◆ What this task involves ◆
Copy each line exactly.

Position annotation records
....................
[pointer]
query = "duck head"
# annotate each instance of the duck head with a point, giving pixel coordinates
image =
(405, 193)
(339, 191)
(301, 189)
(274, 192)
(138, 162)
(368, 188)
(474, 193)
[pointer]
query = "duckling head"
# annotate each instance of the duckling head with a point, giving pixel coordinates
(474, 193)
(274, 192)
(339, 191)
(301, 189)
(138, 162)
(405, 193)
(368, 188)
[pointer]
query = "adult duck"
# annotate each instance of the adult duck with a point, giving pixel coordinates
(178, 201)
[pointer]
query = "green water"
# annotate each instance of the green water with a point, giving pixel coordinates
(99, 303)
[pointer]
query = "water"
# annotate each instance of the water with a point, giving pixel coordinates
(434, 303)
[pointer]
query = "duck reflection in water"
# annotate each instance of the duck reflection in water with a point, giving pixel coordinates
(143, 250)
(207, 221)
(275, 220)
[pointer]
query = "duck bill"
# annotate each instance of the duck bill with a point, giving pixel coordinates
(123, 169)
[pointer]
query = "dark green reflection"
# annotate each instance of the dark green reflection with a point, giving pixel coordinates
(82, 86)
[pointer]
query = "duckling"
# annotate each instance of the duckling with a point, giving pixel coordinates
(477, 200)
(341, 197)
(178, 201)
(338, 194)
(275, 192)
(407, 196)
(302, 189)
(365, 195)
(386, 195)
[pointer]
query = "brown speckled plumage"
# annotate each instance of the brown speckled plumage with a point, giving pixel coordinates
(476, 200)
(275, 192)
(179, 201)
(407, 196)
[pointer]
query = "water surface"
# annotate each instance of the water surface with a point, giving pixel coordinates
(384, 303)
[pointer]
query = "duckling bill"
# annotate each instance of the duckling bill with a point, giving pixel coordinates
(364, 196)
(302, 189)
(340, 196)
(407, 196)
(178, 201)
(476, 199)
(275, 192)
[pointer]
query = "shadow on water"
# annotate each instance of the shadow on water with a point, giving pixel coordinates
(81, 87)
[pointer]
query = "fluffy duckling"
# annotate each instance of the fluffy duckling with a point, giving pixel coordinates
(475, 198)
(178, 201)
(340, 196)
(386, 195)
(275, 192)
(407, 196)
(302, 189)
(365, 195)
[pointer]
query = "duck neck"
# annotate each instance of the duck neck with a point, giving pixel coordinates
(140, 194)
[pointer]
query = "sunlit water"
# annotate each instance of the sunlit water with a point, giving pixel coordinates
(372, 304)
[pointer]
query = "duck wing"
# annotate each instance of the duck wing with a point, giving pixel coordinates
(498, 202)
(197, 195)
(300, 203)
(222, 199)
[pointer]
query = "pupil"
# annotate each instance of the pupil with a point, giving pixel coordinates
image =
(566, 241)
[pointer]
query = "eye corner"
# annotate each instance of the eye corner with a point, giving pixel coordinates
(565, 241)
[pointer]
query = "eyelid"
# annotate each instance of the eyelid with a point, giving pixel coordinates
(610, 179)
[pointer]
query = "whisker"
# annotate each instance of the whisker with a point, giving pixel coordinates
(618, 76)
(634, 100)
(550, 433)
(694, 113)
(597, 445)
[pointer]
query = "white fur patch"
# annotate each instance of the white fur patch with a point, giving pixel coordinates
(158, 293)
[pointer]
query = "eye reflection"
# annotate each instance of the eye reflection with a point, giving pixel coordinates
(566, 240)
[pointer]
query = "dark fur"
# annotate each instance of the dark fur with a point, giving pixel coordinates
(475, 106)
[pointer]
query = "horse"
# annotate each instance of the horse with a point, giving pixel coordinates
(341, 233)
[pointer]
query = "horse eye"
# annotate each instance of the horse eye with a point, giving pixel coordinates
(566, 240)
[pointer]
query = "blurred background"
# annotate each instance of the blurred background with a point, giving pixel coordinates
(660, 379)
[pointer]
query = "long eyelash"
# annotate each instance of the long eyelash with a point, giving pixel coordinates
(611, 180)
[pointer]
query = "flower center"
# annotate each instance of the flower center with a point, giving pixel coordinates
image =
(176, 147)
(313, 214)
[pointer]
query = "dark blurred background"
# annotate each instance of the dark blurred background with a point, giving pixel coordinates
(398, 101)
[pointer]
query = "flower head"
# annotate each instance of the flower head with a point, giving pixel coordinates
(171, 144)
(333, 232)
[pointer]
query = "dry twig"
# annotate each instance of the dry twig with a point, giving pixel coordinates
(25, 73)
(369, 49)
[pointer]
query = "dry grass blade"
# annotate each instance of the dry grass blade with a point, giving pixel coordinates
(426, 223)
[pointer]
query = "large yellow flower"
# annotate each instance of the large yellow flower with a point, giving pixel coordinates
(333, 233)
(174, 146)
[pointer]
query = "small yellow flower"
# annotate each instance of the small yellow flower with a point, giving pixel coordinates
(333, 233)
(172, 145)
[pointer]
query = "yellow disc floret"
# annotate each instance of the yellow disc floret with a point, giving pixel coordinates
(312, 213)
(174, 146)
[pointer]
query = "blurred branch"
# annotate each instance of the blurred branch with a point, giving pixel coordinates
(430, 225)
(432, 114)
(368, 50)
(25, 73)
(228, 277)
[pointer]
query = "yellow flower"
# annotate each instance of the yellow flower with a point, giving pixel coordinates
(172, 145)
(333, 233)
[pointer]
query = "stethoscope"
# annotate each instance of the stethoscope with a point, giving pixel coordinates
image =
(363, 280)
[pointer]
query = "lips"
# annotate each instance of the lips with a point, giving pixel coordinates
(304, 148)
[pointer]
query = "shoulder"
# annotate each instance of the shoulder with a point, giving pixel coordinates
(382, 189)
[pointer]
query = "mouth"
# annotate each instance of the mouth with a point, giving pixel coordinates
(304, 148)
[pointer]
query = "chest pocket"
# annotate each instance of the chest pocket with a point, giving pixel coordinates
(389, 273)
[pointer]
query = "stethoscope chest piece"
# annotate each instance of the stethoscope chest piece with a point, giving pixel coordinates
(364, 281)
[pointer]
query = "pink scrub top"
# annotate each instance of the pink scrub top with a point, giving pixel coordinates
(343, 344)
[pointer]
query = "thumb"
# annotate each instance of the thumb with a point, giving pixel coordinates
....................
◆ The answer ◆
[pointer]
query = "duck head"
# annotate each instance of the duck head with a point, giving pixel coordinates
image =
(405, 193)
(339, 191)
(301, 189)
(274, 192)
(138, 162)
(368, 188)
(474, 193)
[pointer]
query = "duckling head"
# annotate each instance of the duckling head with a point, giving pixel coordinates
(474, 193)
(274, 192)
(339, 191)
(301, 189)
(138, 162)
(405, 193)
(368, 188)
[pointer]
query = "adult duck"
# annotate each instance of the adult duck with a point, giving pixel coordinates
(178, 201)
[pointer]
query = "green water"
# annotate each instance of the green water with a point, giving pixel coordinates
(99, 303)
[pointer]
query = "water"
# annotate each instance of the water with a point, giving pixel coordinates
(434, 303)
[pointer]
query = "duck reflection in water"
# annotate each instance of the duck reflection in water with a point, giving pixel coordinates
(143, 250)
(207, 221)
(275, 220)
[pointer]
query = "duck bill"
# annotate each instance of the duck bill with a point, giving pixel coordinates
(123, 169)
[pointer]
query = "dark green reflection"
# annotate each instance of the dark green reflection with a point, giving pixel coordinates
(82, 86)
[pointer]
query = "duckling"
# annotate each instance of the duckling with a point, giving pixel coordinates
(477, 200)
(341, 197)
(178, 201)
(338, 194)
(275, 192)
(407, 196)
(302, 189)
(365, 195)
(386, 195)
[pointer]
query = "brown speckled plumage"
# annotate each instance of the brown speckled plumage with a point, giving pixel coordinates
(476, 200)
(275, 192)
(179, 201)
(407, 196)
[pointer]
query = "water surface"
# annotate each instance of the water surface with a point, giving pixel coordinates
(384, 303)
[pointer]
query = "duckling bill"
# annotate each instance of the duckling bill with a point, giving pixel coordinates
(364, 196)
(302, 189)
(340, 196)
(407, 196)
(178, 201)
(476, 199)
(275, 192)
[pointer]
query = "shadow on water"
# annotate each instance of the shadow on water with a point, giving pixel coordinates
(81, 87)
[pointer]
query = "fluffy duckling"
# annotate each instance of the fluffy duckling with a point, giving pixel coordinates
(475, 198)
(178, 201)
(340, 196)
(386, 195)
(275, 192)
(407, 196)
(302, 189)
(365, 195)
[pointer]
query = "duck neck"
# annotate each instance of the duck neck with a point, giving pixel coordinates
(140, 194)
[pointer]
query = "sunlit water"
# annotate each instance of the sunlit water with a point, giving pixel coordinates
(372, 304)
[pointer]
query = "duck wing"
# annotate each instance of the duck wing with a point, giving pixel coordinates
(498, 202)
(197, 195)
(300, 203)
(222, 199)
[pointer]
query = "pupil"
# annotate each instance of the pupil with a point, giving pixel coordinates
image =
(566, 241)
[pointer]
query = "eye corner"
# annotate each instance of the eye corner with a point, giving pixel coordinates
(565, 241)
[pointer]
query = "eyelid"
# annotate each instance of the eyelid with a point, giving pixel coordinates
(610, 179)
[pointer]
query = "whisker"
# annotate each instance of the whisker with a point, giving pixel coordinates
(618, 76)
(634, 100)
(550, 433)
(694, 113)
(597, 445)
[pointer]
query = "white fur patch"
# annotate each instance of the white fur patch with a point, giving pixel coordinates
(158, 293)
[pointer]
query = "eye reflection"
# annotate each instance of the eye reflection with a point, giving pixel coordinates
(566, 240)
[pointer]
query = "dark fur"
# annotate each instance of the dark fur with a point, giving pixel coordinates
(475, 106)
[pointer]
query = "horse"
# annotate each instance of the horse with a point, giving pixel coordinates
(341, 233)
[pointer]
query = "horse eye"
# annotate each instance of the horse eye with a point, giving pixel coordinates
(566, 240)
[pointer]
query = "blurred background"
# annotate each instance of the blurred background with a point, giving pixel coordinates
(660, 379)
[pointer]
query = "long eyelash"
# annotate each instance of the long eyelash with a point, giving pixel coordinates
(611, 180)
[pointer]
query = "flower center"
# annotate each instance of the flower center with a point, giving pixel coordinates
image =
(176, 147)
(313, 214)
[pointer]
query = "dark blurred background"
# annotate each instance of the dark blurred background with a point, giving pixel coordinates
(398, 101)
[pointer]
query = "flower head"
# annotate each instance of the flower head with a point, giving pixel coordinates
(171, 144)
(333, 232)
[pointer]
query = "dry twig"
# annotate each instance of the dry twig with a point, giving pixel coordinates
(25, 73)
(369, 49)
[pointer]
query = "dry grass blade"
# annotate each instance of the dry grass blade with a point, giving pixel coordinates
(426, 223)
[pointer]
query = "large yellow flower"
# annotate each instance of the large yellow flower with a point, giving pixel coordinates
(333, 233)
(174, 146)
[pointer]
query = "small yellow flower"
# annotate each instance of the small yellow flower with a point, giving pixel coordinates
(333, 233)
(172, 145)
[pointer]
query = "yellow disc floret"
# annotate each instance of the yellow disc floret with a point, giving pixel coordinates
(312, 213)
(174, 146)
[pointer]
query = "blurred branch"
# annotate each instance of the blurred branch with a point, giving pixel coordinates
(430, 225)
(432, 114)
(368, 50)
(25, 73)
(228, 277)
[pointer]
query = "yellow flower"
# annotate each instance of the yellow flower with a point, giving pixel coordinates
(172, 145)
(333, 233)
[pointer]
query = "stethoscope"
# annotate each instance of the stethoscope with a point, giving pixel coordinates
image =
(363, 280)
[pointer]
query = "lips"
# annotate each instance of the lips with a point, giving pixel coordinates
(304, 148)
[pointer]
query = "shoulder"
# annotate each instance of the shoulder with a point, giving pixel coordinates
(382, 189)
[pointer]
query = "mouth"
# annotate each instance of the mouth with a point, giving pixel coordinates
(304, 148)
[pointer]
query = "chest pocket"
# annotate each instance of the chest pocket with a point, giving pixel coordinates
(389, 273)
[pointer]
query = "stethoscope chest piece"
# annotate each instance of the stethoscope chest piece with a point, giving pixel coordinates
(364, 281)
[pointer]
query = "pink scrub top"
# annotate each instance of the pink scrub top with a point, giving pixel coordinates
(343, 344)
[pointer]
query = "thumb"
# annotate each instance of the thumb with a point, giving pixel coordinates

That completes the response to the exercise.